What to work on
Transcribe the tail of the listing: start at the line containing "Query: curtain fold" and stop after the last line, keeping every character as is and adding nothing.

Listed entries
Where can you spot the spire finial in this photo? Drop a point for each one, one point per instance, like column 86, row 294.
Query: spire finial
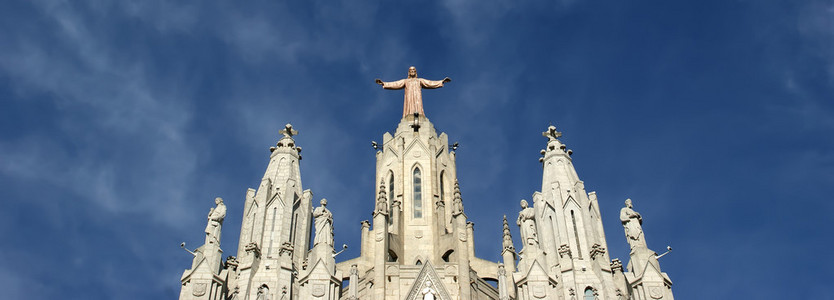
column 288, row 131
column 551, row 134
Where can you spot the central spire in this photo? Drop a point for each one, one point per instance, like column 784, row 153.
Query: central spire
column 413, row 101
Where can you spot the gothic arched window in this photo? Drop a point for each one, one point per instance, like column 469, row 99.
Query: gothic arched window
column 417, row 198
column 442, row 185
column 390, row 190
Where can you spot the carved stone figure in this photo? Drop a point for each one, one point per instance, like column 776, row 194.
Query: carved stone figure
column 263, row 293
column 632, row 223
column 527, row 223
column 428, row 292
column 324, row 224
column 215, row 221
column 508, row 239
column 413, row 102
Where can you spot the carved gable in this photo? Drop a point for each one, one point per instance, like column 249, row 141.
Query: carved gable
column 428, row 274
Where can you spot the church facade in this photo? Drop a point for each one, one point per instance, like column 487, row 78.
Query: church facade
column 420, row 244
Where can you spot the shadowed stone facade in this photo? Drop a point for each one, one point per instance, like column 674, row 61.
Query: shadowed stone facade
column 419, row 243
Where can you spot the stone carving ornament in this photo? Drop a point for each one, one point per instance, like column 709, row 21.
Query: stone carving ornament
column 527, row 223
column 428, row 292
column 215, row 221
column 324, row 224
column 632, row 223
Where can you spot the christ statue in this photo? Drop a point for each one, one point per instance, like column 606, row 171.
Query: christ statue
column 413, row 102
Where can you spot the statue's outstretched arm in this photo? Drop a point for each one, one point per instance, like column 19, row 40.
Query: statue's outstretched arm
column 393, row 85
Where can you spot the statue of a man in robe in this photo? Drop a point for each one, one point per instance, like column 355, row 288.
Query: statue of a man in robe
column 428, row 292
column 324, row 224
column 263, row 293
column 632, row 223
column 413, row 102
column 215, row 221
column 527, row 223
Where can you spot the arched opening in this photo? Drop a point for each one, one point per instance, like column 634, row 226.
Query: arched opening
column 589, row 293
column 417, row 196
column 449, row 256
column 443, row 186
column 390, row 190
column 392, row 256
column 576, row 234
column 491, row 281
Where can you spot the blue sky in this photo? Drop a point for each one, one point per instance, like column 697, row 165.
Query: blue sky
column 120, row 123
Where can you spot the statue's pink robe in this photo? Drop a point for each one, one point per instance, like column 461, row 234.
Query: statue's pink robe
column 413, row 101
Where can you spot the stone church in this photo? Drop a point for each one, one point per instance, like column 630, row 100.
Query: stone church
column 419, row 244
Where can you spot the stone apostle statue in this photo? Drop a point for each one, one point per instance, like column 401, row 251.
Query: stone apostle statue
column 324, row 224
column 413, row 102
column 215, row 221
column 527, row 223
column 263, row 293
column 428, row 292
column 632, row 223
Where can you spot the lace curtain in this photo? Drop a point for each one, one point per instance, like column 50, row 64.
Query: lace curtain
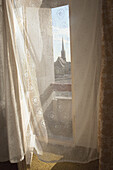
column 38, row 120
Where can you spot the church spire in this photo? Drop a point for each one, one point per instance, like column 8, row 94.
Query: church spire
column 63, row 51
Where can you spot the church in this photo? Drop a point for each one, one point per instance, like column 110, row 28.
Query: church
column 62, row 68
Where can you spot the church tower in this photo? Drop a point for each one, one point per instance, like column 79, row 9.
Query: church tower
column 63, row 51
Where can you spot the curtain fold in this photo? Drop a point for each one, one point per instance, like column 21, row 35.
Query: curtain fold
column 39, row 115
column 106, row 105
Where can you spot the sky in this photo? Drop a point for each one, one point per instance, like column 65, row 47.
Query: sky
column 60, row 25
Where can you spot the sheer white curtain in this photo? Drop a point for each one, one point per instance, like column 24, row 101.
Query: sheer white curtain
column 37, row 119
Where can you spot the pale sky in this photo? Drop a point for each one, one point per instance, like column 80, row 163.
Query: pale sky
column 60, row 24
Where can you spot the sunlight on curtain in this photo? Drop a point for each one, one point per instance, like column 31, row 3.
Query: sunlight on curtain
column 43, row 115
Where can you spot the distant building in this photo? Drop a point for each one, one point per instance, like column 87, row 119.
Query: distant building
column 62, row 68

Expected answer
Query: curtain fold
column 39, row 115
column 106, row 105
Where can you spot the sky in this photo? Drop a point for each one, one point per instance, like column 65, row 47.
Query: sky
column 60, row 25
Where can you spot the sheer white curtain in this photo? Drop a point for each one, one point per instance, like column 24, row 101.
Query: sheer white curtain
column 37, row 119
Where can you spot the pale sky in this photo? Drop a point for each one, one point per instance, like column 80, row 163.
Query: pale sky
column 60, row 24
Where can you spot the sunlight on curtain in this photo? Drop a point for each one, one point per instance, like column 31, row 3.
Query: sunlight on curtain
column 43, row 115
Where can you spot the distant building in this photo? Drop a point for each one, one point per instance, like column 87, row 119.
Query: distant building
column 62, row 68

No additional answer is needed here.